## READING TEXT:

=== Begin Enclosure ===

B.C. drivers are set to cash in due to a drop in crashes on the province’s roads.
ICBC customers will receive a one-time rebate averaging $190 this spring, the government said Tuesday. Drivers will receive a cheque for each policy, which is expected to arrive in March.
The province has determined ICBC saved $600 million due to a major decrease in crashes and costs linked to the COVID-19 pandemic.
Drivers do not have to apply for the benefit. It will be based on policies from April to September 2020. If drivers cancelled insurance or changed a policy during that time, their rebate will be impacted by that.
“Rather than being in the red, ICBC is a favourable financial situation,” Premier John Horgan said Tuesday.
“Our work to make life more affordable for British Columbians includes fulfilling our commitment to take earnings at ICBC that are related to the pandemic and give that money back to people.”
Other than Saskatchewan, British Columbia is the only jurisdiction where drivers have not yet received a COVID-related rebate.

=== End Enclosure ===

## PROBLEM DETAILS:
Write the next few paragraphs of the news story about the ICBC rebate for B.C. drivers, picking up right after its last sentence.

## LISTED ENTRIES:
=== Begin Enclosure ===

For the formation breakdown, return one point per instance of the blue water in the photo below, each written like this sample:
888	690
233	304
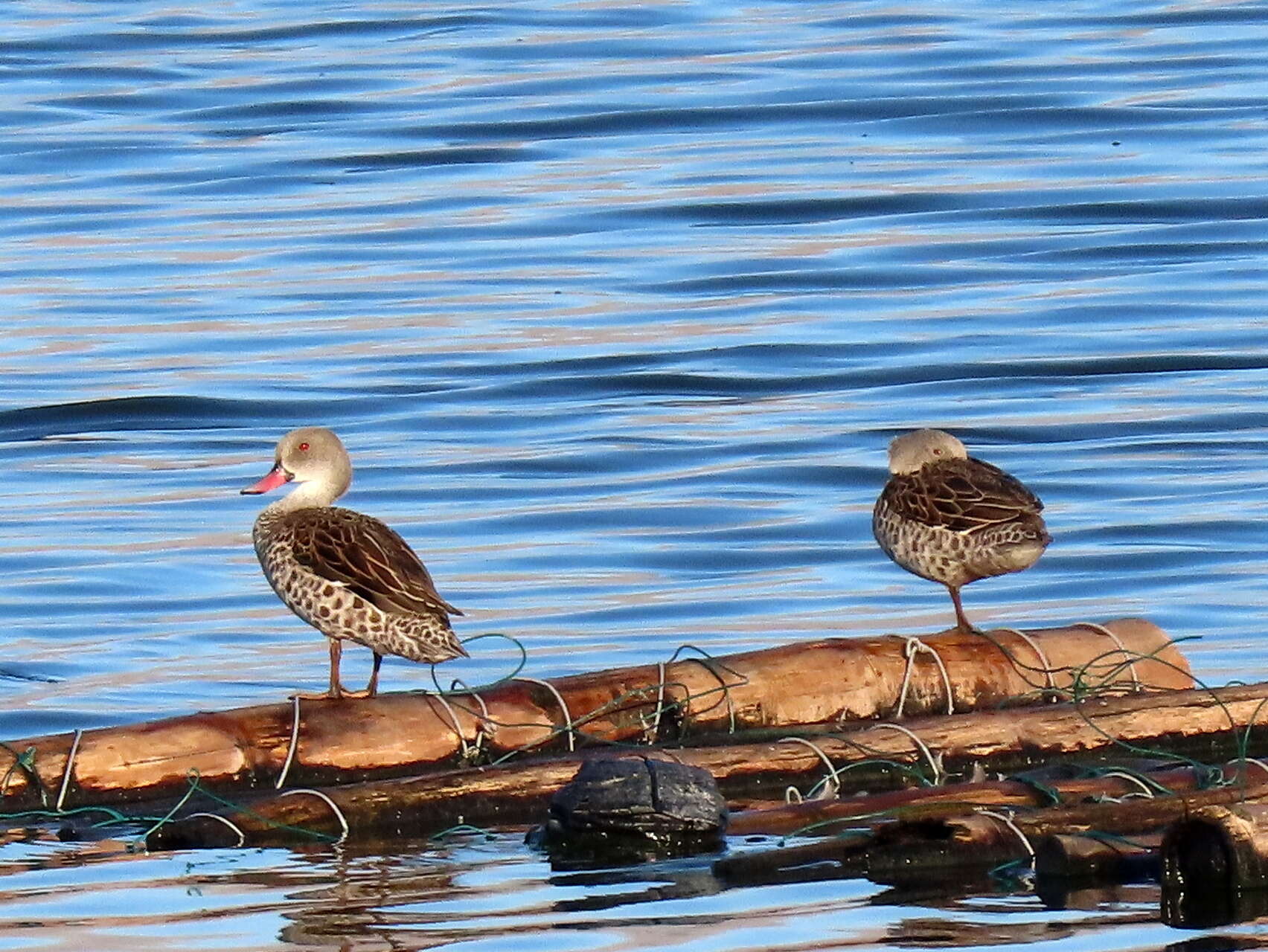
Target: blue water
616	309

=== End Enclosure ===
=== Begin Enclosure ===

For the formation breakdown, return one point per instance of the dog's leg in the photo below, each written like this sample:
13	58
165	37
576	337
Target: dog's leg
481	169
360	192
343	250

=== End Enclosure ===

## ANSWER BOX:
Tho overall financials at ICBC were partly offset by lower premium revenue due to lapsed and cancelled insurance policies.
“As people’s driving behaviours changed during the pandemic, including staying close to home and off the roads, ICBC’s savings grew,” Public Safety Minister Mike Farnworth said.
“After assessing the full benefit of pandemic-related savings against ICBC’s bottom line, we are now set to deliver a significant rebate to millions of B.C. drivers.”
There will be some exceptions on the rebate including customers with short-term, storage or distance-based policies, whose premiums already reflect lower usage.
The basic insurance portion of the rebate is subject to approval by the B.C. Utilities Commission.
The rebate is approximately 19 per cent of the premium customers paid for coverage during the six-month period. There are 2.86 million eligible customers with an active policy between April 1 and Sept. 30, 2020.
The insurer lost more than $2 billion from the start of 2018 to the end of 2019, the government said.
The province last provided numbers showing the impact of the pandemic directly on ICBC in May. At that time, the province was not ready to provide a rebate, even though crashes had been down substantially.
The public insurer’s finances have been described as incredibly volatile because of lower crash rates paired with a loss in investments and a large number of insurance cancellations. But many of those policy cancellations were re-purchased and the investments have largely bounced back.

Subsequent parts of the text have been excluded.